**Short exercise**
Rewrite every item below with "styrofoam panel" changed to "foam board" and all else left as it is, leaving the pictures out of your answer.

**Provided records**
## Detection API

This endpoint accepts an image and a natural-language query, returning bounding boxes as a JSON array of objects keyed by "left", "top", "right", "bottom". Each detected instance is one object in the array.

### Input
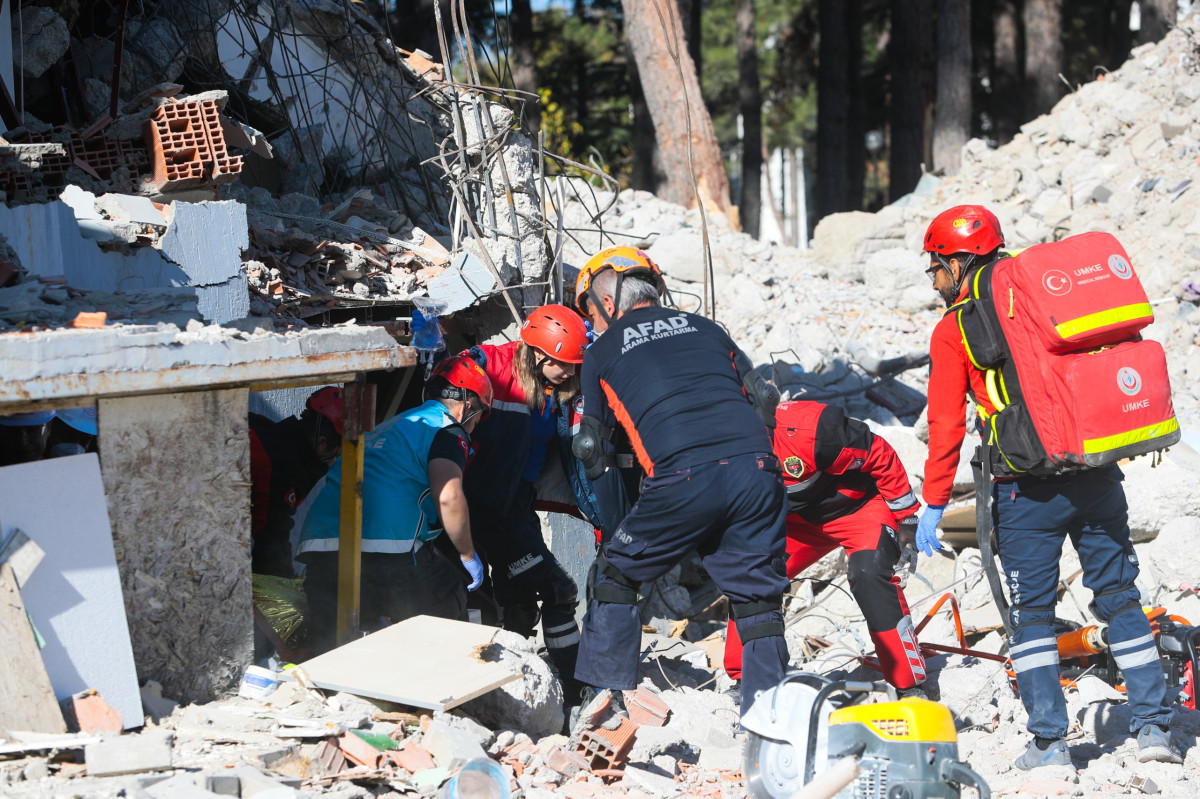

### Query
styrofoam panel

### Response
[{"left": 0, "top": 453, "right": 143, "bottom": 729}]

**Exercise output**
## Detection API

This endpoint accepts an image and a natural-language query, returning bounding boxes as a JSON array of objects keyed by "left", "top", "right", "bottom". Each detected instance is one object in the array.

### Input

### Query
foam board

### Response
[{"left": 0, "top": 453, "right": 143, "bottom": 729}]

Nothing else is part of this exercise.